**What you have to do:**
Calculate how many lines of the data hold "below". The answer consists of that number only.

**Point-per-instance localization data:**

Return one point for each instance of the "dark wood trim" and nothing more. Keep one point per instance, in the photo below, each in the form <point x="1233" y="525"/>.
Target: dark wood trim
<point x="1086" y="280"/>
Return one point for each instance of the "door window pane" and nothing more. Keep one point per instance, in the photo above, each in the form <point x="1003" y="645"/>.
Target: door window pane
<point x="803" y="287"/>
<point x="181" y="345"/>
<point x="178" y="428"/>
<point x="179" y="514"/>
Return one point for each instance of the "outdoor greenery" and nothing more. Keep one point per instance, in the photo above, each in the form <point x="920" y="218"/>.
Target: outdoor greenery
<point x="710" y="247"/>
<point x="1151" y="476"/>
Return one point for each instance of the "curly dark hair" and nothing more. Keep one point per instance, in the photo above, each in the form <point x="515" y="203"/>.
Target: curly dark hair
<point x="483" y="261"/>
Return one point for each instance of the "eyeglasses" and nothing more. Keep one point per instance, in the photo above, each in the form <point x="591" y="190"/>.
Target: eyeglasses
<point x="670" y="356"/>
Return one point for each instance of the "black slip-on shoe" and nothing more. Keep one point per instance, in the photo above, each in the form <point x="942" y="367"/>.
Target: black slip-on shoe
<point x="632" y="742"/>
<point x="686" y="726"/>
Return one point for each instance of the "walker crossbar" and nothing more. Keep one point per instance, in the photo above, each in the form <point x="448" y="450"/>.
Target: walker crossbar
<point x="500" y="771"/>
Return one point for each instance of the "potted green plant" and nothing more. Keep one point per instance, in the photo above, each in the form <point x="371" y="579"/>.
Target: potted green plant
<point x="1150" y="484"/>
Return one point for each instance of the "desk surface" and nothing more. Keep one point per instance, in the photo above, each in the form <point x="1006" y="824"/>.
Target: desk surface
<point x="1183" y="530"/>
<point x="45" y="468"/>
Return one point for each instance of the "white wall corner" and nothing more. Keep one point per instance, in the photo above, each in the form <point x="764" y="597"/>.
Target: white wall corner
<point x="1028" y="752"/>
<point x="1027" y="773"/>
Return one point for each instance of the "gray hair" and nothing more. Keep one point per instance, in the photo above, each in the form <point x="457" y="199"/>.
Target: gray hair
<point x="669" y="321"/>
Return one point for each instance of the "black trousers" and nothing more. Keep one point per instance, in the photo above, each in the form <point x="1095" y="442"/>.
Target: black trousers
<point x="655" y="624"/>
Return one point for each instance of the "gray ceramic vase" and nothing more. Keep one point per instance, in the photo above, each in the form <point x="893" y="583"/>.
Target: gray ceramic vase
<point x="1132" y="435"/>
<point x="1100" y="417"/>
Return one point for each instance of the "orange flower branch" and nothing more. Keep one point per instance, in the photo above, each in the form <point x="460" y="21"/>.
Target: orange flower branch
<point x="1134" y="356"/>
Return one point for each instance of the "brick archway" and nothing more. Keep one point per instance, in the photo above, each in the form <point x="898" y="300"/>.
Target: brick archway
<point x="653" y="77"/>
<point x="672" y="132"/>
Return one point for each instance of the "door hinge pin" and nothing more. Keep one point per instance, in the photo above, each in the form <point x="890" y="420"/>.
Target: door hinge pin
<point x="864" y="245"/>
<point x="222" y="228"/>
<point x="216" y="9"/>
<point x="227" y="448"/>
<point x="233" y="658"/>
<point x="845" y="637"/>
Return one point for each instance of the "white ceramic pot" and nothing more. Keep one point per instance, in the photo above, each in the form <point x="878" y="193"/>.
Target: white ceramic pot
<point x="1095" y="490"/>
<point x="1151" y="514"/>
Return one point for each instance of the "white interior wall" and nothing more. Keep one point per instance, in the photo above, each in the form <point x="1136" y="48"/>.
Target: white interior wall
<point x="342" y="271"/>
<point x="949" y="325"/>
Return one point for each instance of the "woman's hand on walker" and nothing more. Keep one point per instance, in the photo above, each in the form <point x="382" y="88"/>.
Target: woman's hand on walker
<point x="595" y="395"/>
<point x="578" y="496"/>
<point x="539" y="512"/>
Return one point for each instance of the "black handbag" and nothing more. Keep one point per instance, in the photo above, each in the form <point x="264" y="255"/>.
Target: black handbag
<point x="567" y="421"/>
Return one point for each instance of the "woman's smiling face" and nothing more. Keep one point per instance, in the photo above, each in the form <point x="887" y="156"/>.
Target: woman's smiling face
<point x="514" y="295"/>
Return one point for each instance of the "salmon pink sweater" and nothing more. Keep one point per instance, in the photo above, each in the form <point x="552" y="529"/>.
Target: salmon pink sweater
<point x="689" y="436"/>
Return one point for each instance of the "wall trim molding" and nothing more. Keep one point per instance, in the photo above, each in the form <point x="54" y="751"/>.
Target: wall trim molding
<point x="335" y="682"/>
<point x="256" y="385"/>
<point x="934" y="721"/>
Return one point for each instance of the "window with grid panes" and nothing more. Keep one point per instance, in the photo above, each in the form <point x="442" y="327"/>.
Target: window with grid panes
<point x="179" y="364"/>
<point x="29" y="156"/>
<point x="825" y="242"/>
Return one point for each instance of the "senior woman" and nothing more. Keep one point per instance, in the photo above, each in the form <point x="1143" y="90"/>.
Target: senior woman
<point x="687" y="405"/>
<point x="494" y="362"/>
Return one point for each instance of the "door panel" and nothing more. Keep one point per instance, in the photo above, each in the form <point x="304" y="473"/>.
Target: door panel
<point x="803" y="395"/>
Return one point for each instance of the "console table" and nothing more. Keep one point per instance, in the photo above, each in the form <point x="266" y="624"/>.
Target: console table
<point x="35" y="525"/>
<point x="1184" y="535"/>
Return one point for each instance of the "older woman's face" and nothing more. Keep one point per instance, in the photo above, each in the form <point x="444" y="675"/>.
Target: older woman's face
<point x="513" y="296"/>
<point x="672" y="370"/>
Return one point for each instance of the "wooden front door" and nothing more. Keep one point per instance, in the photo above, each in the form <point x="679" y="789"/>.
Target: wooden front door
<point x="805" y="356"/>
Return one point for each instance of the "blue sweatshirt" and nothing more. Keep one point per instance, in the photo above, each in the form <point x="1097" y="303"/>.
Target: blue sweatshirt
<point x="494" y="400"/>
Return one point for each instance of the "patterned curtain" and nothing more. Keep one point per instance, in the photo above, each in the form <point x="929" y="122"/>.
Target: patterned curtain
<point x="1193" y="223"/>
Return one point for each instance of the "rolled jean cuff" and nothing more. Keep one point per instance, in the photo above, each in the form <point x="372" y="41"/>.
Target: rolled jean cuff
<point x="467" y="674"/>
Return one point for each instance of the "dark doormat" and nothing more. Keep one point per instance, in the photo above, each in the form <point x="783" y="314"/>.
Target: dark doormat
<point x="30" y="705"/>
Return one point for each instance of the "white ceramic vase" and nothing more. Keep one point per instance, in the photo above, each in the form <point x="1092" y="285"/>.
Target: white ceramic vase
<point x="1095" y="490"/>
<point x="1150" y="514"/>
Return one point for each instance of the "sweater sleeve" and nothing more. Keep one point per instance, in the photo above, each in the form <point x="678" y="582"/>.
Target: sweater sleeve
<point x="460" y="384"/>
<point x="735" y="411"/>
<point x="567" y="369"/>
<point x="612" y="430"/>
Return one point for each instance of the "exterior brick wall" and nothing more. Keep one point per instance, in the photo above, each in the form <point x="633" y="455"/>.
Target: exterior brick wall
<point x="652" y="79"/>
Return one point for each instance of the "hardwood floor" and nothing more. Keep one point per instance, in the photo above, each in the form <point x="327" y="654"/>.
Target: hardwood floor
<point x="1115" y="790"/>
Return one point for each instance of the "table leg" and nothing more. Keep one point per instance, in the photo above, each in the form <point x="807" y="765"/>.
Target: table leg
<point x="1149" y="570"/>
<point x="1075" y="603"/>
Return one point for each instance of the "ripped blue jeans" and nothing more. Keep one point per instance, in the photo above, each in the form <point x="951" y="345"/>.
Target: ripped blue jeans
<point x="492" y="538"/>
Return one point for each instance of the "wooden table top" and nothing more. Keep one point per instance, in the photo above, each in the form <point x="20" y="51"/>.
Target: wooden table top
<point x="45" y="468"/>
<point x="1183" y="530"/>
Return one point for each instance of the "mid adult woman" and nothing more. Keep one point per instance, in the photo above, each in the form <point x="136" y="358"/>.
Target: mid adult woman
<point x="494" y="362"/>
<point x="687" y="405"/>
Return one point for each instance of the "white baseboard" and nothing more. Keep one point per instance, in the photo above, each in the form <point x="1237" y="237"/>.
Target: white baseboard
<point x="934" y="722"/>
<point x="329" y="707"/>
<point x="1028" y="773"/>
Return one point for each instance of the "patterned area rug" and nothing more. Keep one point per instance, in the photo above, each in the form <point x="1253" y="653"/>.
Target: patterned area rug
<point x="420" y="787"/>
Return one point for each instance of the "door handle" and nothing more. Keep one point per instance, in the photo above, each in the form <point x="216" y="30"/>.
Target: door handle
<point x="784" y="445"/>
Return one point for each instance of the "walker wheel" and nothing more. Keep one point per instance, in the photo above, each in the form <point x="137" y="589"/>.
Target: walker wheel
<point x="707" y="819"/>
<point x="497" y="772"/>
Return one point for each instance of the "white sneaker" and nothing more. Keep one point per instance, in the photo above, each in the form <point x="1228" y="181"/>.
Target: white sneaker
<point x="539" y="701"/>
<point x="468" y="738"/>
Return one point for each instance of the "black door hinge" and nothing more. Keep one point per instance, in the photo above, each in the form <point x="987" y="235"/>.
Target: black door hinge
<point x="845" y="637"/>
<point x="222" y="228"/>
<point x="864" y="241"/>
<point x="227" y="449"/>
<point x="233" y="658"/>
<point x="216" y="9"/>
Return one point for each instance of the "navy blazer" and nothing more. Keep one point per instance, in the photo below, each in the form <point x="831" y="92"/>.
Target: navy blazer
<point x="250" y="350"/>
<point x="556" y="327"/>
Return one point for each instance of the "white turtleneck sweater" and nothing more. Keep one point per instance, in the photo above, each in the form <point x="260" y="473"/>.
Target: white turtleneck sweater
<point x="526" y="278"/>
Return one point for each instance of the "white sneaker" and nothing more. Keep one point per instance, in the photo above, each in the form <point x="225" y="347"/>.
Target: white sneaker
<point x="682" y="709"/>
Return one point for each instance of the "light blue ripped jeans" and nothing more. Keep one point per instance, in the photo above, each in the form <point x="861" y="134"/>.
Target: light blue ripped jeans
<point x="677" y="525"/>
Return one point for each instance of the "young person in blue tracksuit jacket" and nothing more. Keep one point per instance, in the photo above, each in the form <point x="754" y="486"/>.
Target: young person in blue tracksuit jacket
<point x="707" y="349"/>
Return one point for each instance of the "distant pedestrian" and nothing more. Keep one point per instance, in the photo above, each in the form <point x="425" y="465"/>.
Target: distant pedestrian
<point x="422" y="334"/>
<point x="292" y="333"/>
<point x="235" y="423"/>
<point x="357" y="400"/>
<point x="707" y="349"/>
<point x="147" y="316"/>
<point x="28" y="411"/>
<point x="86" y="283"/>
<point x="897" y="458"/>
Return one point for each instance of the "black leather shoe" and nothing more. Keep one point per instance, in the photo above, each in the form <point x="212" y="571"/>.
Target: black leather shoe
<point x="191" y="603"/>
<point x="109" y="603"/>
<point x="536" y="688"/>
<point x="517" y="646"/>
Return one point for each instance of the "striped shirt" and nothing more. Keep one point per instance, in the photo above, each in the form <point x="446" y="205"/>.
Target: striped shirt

**Solution for this task:**
2